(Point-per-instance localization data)
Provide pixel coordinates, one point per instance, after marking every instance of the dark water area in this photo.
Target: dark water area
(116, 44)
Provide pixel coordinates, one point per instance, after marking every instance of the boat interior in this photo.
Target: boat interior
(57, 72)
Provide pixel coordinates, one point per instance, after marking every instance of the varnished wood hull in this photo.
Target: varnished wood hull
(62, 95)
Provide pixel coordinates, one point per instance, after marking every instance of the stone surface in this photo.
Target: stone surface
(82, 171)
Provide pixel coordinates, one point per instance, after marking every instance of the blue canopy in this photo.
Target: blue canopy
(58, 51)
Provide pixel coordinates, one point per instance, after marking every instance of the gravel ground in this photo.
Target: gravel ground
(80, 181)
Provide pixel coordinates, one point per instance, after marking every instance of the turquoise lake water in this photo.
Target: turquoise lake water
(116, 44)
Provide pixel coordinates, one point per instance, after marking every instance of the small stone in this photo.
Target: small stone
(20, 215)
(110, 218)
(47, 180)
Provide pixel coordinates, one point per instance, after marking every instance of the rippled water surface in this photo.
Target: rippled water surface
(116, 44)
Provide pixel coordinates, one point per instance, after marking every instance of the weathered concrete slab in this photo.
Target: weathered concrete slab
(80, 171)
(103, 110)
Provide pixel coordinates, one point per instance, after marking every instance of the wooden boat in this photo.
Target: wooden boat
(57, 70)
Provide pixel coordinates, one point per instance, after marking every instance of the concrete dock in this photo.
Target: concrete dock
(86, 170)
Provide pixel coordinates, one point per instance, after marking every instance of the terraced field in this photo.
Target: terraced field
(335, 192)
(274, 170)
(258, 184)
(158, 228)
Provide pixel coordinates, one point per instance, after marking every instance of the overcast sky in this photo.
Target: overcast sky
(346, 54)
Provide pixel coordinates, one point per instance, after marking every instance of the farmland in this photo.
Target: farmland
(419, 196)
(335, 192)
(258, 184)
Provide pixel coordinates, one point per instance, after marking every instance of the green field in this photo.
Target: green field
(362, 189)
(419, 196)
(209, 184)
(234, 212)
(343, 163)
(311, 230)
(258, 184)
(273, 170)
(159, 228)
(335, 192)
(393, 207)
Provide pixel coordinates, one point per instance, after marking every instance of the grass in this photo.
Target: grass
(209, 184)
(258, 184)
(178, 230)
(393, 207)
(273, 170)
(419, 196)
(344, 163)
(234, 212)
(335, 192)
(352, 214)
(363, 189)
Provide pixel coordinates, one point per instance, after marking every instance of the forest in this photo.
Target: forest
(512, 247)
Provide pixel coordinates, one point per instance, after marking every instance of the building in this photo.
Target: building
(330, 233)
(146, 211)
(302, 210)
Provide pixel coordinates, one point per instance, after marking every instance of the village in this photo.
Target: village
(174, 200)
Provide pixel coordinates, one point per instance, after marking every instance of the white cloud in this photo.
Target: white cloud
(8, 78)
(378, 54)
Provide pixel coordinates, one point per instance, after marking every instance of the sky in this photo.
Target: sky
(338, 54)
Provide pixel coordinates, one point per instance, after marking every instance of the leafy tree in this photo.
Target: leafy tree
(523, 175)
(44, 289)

**INSTRUCTIONS FOR THE TASK**.
Line by line, transcribe all of the records exactly.

**RESPONSE TO THIS TASK**.
Provide pixel coordinates, one point per instance, after marking every instance of the dark water area in this photo.
Target: dark water area
(116, 44)
Provide pixel coordinates, one point per instance, after marking every instance of the boat interior in this photo.
Target: boat interior
(57, 72)
Provide pixel coordinates, one point per instance, after marking every instance of the varnished wood hull in this photo.
Target: varnished wood hull
(62, 95)
Provide pixel coordinates, one point per instance, after marking every instance of the stone surface in this photo.
Target: stone surface
(82, 171)
Provide pixel coordinates, one point per instance, after marking every instance of the blue canopy in this photo.
Target: blue canopy
(58, 51)
Provide pixel coordinates, one point per instance, after marking every instance of the gravel ground in this photo.
Target: gravel ground
(80, 181)
Provide pixel coordinates, one point per instance, after marking every instance of the turquoise lake water in this photo.
Target: turquoise lake water
(116, 44)
Provide pixel coordinates, one point per instance, after marking every instance of the small stone in this photo.
Target: small stone
(20, 215)
(110, 218)
(47, 180)
Provide pixel coordinates, one point per instance, after marking every instance of the rippled water surface in this photo.
Target: rippled water surface
(116, 44)
Provide pixel coordinates, one point per instance, after marking every instance of the weathered concrete slab in this photo.
Target: weathered concrete slab
(80, 171)
(103, 110)
Provide pixel coordinates, one point per instance, after marking every instance of the wooden boat in this photo.
Target: wooden boat
(57, 70)
Provide pixel coordinates, one point per instance, after marking every instance of the concrete dock in this photo.
Target: concrete dock
(86, 170)
Provide pixel coordinates, one point per instance, after marking every instance of the terraced field in this photo.
Target: terraced field
(335, 192)
(274, 170)
(258, 184)
(158, 228)
Provide pixel coordinates, one point per instance, after marking every instance of the overcast sky in this photo.
Target: overcast sky
(346, 54)
Provide pixel coordinates, one point per instance, after marking every instance of the farmland in this photo.
Target: farmland
(419, 196)
(335, 192)
(258, 184)
Provide pixel coordinates, one point per instance, after marking every instance of the green field in this photo.
Target: green field
(362, 189)
(419, 196)
(209, 184)
(234, 212)
(343, 163)
(311, 230)
(258, 184)
(273, 170)
(159, 228)
(335, 192)
(393, 207)
Provide pixel coordinates, one point per instance, after marking every instance of the grass in this photo.
Target: grass
(209, 184)
(258, 184)
(178, 230)
(393, 207)
(273, 170)
(419, 196)
(344, 163)
(234, 212)
(335, 192)
(352, 214)
(363, 189)
Provide pixel coordinates, one point per instance, after marking every instance of the forest in this photo.
Target: forest
(512, 247)
Provide pixel coordinates, one point per instance, after marking every instance of the building in this photo.
Target: building
(330, 233)
(146, 211)
(302, 210)
Provide pixel coordinates, one point per instance, after marking every instance of the village in this photo.
Target: village
(174, 200)
Provide pixel coordinates, one point per instance, after marking every instance of the white cloud in this photo.
Target: white cloud
(8, 78)
(378, 54)
Provide pixel coordinates, one point per instance, after marking every instance of the sky in this photo.
Target: sky
(338, 54)
Provide pixel coordinates, one point per instance, after marking every instance of the leafy tree in this photo.
Target: leafy tree
(523, 175)
(44, 289)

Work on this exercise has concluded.